TASK GOAL
Render every line of the items below as a Markdown table with two columns, Row and Entry: the row number in the first and the line itself in the second. Leave out the blank lines.

DATA SHOWN
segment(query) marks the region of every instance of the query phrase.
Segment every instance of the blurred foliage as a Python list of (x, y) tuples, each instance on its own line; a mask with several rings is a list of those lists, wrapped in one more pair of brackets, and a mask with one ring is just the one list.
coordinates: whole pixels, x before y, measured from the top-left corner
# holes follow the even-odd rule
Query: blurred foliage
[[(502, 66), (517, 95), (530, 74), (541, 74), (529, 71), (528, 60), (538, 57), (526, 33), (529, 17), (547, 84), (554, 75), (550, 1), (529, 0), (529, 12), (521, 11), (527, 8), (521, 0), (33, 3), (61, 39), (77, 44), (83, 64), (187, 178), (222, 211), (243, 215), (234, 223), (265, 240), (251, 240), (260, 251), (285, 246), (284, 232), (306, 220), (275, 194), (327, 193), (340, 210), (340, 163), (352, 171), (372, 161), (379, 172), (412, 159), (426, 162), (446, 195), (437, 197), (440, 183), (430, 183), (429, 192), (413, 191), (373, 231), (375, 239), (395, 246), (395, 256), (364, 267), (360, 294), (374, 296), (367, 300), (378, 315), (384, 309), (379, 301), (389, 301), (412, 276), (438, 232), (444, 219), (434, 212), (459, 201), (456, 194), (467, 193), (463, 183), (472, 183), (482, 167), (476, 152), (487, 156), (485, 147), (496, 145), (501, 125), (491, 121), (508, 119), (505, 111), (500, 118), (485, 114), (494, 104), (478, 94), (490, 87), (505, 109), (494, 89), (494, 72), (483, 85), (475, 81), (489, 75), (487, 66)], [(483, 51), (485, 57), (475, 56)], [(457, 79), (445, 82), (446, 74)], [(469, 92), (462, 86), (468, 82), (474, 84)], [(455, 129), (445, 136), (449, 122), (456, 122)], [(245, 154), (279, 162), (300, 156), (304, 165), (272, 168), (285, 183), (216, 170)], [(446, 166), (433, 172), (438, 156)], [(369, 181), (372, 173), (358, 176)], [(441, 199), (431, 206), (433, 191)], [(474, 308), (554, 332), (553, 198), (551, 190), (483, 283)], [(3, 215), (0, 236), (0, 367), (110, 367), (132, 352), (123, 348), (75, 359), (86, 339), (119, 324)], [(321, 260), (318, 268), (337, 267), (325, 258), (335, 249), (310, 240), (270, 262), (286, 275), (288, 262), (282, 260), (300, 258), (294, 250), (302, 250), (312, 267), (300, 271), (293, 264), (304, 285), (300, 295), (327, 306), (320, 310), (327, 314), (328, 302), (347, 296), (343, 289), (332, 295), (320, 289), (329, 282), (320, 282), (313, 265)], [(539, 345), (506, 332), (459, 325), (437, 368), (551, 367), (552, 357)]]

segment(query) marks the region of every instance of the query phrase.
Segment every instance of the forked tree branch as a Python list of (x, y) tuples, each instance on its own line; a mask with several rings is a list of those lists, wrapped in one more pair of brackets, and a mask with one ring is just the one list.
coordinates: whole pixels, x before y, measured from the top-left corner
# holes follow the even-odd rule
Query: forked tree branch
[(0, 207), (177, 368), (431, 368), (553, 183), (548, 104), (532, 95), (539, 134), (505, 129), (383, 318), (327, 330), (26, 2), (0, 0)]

ANSWER TO THE EXERCISE
| Row | Entry |
|---|---|
| 1 | segment(query) marks the region of every instance of the query phrase. |
| 2 | Segment every instance of the blurred foliage as a Python list of (x, y) tuples, each instance on its own line; a mask with several rings is a list of those lists, wrapped in one more pair of brackets, and a mask with one ring is just the one list. |
| 3 | coordinates: whole pixels, x before y, measured from the top-left corner |
| 4 | # holes follow the even-odd rule |
| 5 | Query: blurred foliage |
| 6 | [[(502, 66), (517, 95), (530, 74), (541, 74), (529, 71), (528, 60), (538, 57), (526, 33), (529, 17), (547, 84), (554, 75), (550, 1), (529, 0), (529, 12), (521, 11), (527, 8), (521, 0), (33, 3), (61, 39), (77, 44), (83, 64), (187, 178), (222, 211), (243, 215), (234, 223), (265, 240), (251, 240), (260, 251), (285, 246), (284, 232), (306, 220), (275, 194), (327, 193), (340, 210), (340, 163), (352, 171), (372, 161), (379, 172), (412, 159), (426, 162), (446, 195), (437, 197), (440, 183), (430, 183), (429, 192), (413, 191), (373, 231), (375, 239), (395, 246), (395, 256), (364, 267), (360, 294), (374, 296), (367, 300), (378, 315), (384, 309), (379, 301), (389, 301), (412, 276), (438, 232), (444, 219), (434, 212), (459, 201), (456, 194), (467, 193), (463, 183), (472, 183), (482, 167), (476, 152), (487, 156), (485, 147), (496, 145), (501, 125), (491, 121), (508, 119), (505, 111), (500, 118), (485, 114), (494, 104), (478, 94), (490, 87), (505, 109), (494, 89), (494, 72), (483, 85), (475, 81), (489, 75), (487, 66)], [(483, 51), (485, 57), (475, 56)], [(457, 79), (445, 82), (446, 74)], [(469, 92), (462, 86), (468, 82), (474, 84)], [(455, 129), (445, 136), (449, 122), (456, 122)], [(245, 154), (279, 162), (300, 156), (304, 165), (272, 168), (285, 183), (216, 170)], [(446, 166), (433, 172), (438, 156)], [(369, 181), (372, 173), (358, 176)], [(441, 199), (431, 206), (433, 191)], [(474, 308), (554, 332), (553, 198), (551, 190), (483, 283)], [(3, 215), (0, 236), (0, 367), (110, 367), (132, 352), (123, 348), (75, 359), (86, 339), (119, 324)], [(321, 260), (318, 268), (337, 267), (325, 258), (335, 249), (310, 240), (270, 262), (286, 275), (288, 262), (282, 260), (300, 258), (294, 250), (302, 250), (312, 267), (300, 271), (293, 264), (304, 285), (300, 295), (327, 306), (320, 310), (327, 314), (328, 302), (347, 296), (343, 289), (332, 295), (320, 289), (329, 282), (320, 282), (313, 265)], [(539, 345), (506, 332), (459, 325), (437, 368), (551, 367), (552, 357)]] |
| 7 | segment(query) marks the region of every instance of the query phrase. |
| 8 | Segment every instance of the forked tree branch as a Python list of (x, y) tuples, each instance on its own line; a mask with several rings is a list of those lists, wrapped in one more pair of brackets, and a mask with one ring is just the one list. |
| 9 | coordinates: whole pixels, x before y, measured from the top-left corner |
| 10 | # holes follow the even-odd rule |
| 11 | Query: forked tree branch |
| 12 | [(0, 207), (177, 368), (431, 368), (553, 183), (548, 104), (532, 95), (539, 134), (505, 129), (383, 318), (327, 330), (26, 2), (0, 0)] |